• _SOURCE EXTRACT_
Sotsid aren't freaks
By Abdul Turay
Published Postimees 26 August 2010

Who'd want to be a Social Democrat right now?
According to political analysts they lack leadership, vision and ideas. They even lack respectability. Worse, their own PR makes them look like freaks or perverts.

"What connects these three people, Tony Blair, Olof Palme and Tarja Halonen,.... all of them are Social Democrats," shouts their website in their internationally themed banner heading.

It's as though their saying to voters.
"Look people, it's OK to be one of us, it isn't weird, it isn't kinky, it's perfectly normal!"

Some people think gays are perverts. Gay pressure groups use the same tactic.
"Elton John, Leonardo Da Vinci and Yukio Mishima. All of them were gay."

Quite frankly it would be a happier time for a politician or public figure if they came out as gay. There'd be some acceptance, some understanding, some sympathy even. Once you come out, you step into the public eye.

Become a Sotsi, as some politicians have done in desperation, and prepare to keep a low profile. Have you heard anything from a former People Union's leaders, Ene Tomberg, and Karel Rüütli lately? They are like Western spies defecting to Russia during the Cold War. Nobody ever heard anything from them again.

Maybe Sotsid should be given greater co-habitation rights. What about Sotsid pride marches?

Meanwhile the litany of disasters to befall the party continues. After the complete debacle in absorbing the now defunct People's Union, they lost two members in Rakvere which means the party has lost control of the city council there. There are charges of corruption in Tallinn. Katrin Saks has resigned from Tallinn 2011 whilst berating the party. And they are still languishing in the polls, with the elections only six months away.

As for their leader, sociologist Juhan Kivirähk summed up what most people think; actually what everybody thinks. As he said on KuKu radio:

"Our politics is also very leader-centric. We have Edgar Savisaar and Andrus Ansip and also Mart Laar sticks out,"

A polite way of saying: "Juri who?"

We shouldn't be too hard on Pihl. He is trying his best. He is an expert at stating the obvious.

"Let's reduce unemployment. Let's find out how to get more jobs. When jobs come up, make sure we can actually do them."

Really it should be the Centre Party who should be seen as freaks. They are a distinctively Estonian phenomenon. There is no party quite like them in Europe. A few years ago they had trouble aligning with any group in the European Parliament. They eventually aligned with the European Liberals, bizarrely the same group as the Reform Party.

The Social Democrats have a real ideology. There are many talented people in the party, Eiki Nestor, Indrek Saar to name a couple. And let's not forget our President is a Social Democrat; strange given that he grew up in a country where socialism and social democracy, of any kind, really is a freak's position.

The Sotsid should have a natural support base, they should be the party of teachers, nurses, farm workers, shop assistants pensioners and the unemployed . The people who support the Centre Party should be supporting them.

So why are they such losers?

You could put it down to a stigma attached to the word "socialism".

It is true in Estonia, young people whose British or German counterparts would support the Sotsid, in Estonia support other parties.

That doesn't explain why other ex-communist countries have socialists and social democrats either in government or as the main opposition party. It also doesn't explain why in Estonia the Social Democrats have been more popular in the past.

• _DATASET SECTION_
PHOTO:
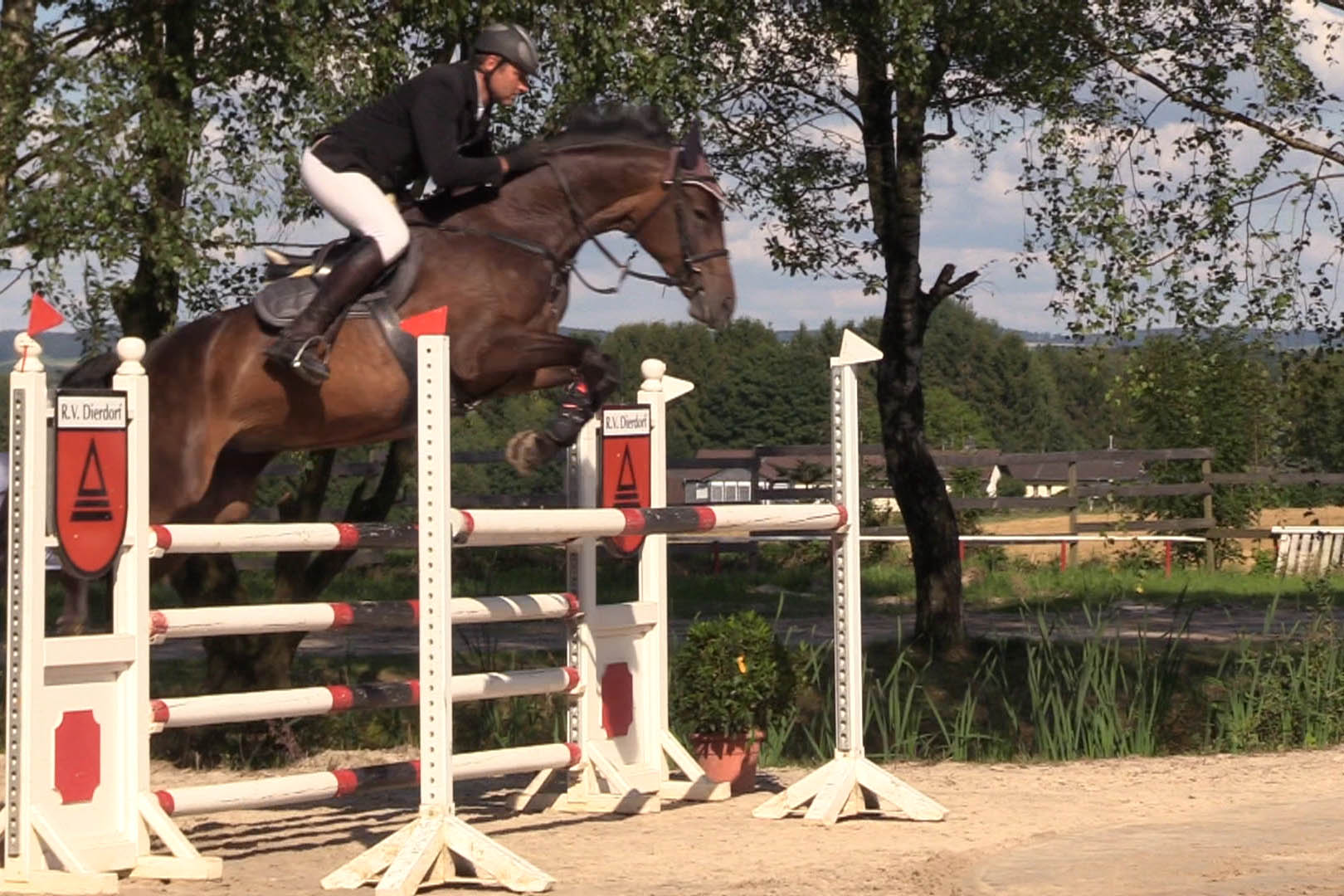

• _THINGS TO DO_
**1.** Decide whether each statement agrees with the Sotsid column, answering yes or no and quoting the words that settle it: (a) Katrin Saks resigned from Tallinn 2011. (b) The elections are a year away. (c) The Centre Party aligned with the European Liberals.
**2.** Answer from the Sotsid column:
(a) Which newspaper published it?
(b) On which radio station did Juhan Kivirähk speak?
(c) In which town did the party lose two members?
**3.** Duplicate the passage of the Sotsid column starting at "Some people think" and ending at "Sotsid pride marches?".
Rely only on the Sotsid column; the listing plays no part.

• _TASK RESULTS_
**1.**
(a) Yes: "Katrin Saks has resigned from Tallinn 2011 whilst berating the party."
(b) No: "with the elections only six months away."
(c) Yes: "They eventually aligned with the European Liberals, bizarrely the same group as the Reform Party."

**2.**
(a) Postimees
(b) KuKu radio
(c) Rakvere

**3.**
Some people think gays are perverts. Gay pressure groups use the same tactic.
"Elton John, Leonardo Da Vinci and Yukio Mishima. All of them were gay."

Quite frankly it would be a happier time for a politician or public figure if they came out as gay. There'd be some acceptance, some understanding, some sympathy even. Once you come out, you step into the public eye.

Become a Sotsi, as some politicians have done in desperation, and prepare to keep a low profile. Have you heard anything from a former People Union's leaders, Ene Tomberg, and Karel Rüütli lately? They are like Western spies defecting to Russia during the Cold War. Nobody ever heard anything from them again.

Maybe Sotsid should be given greater co-habitation rights. What about Sotsid pride marches?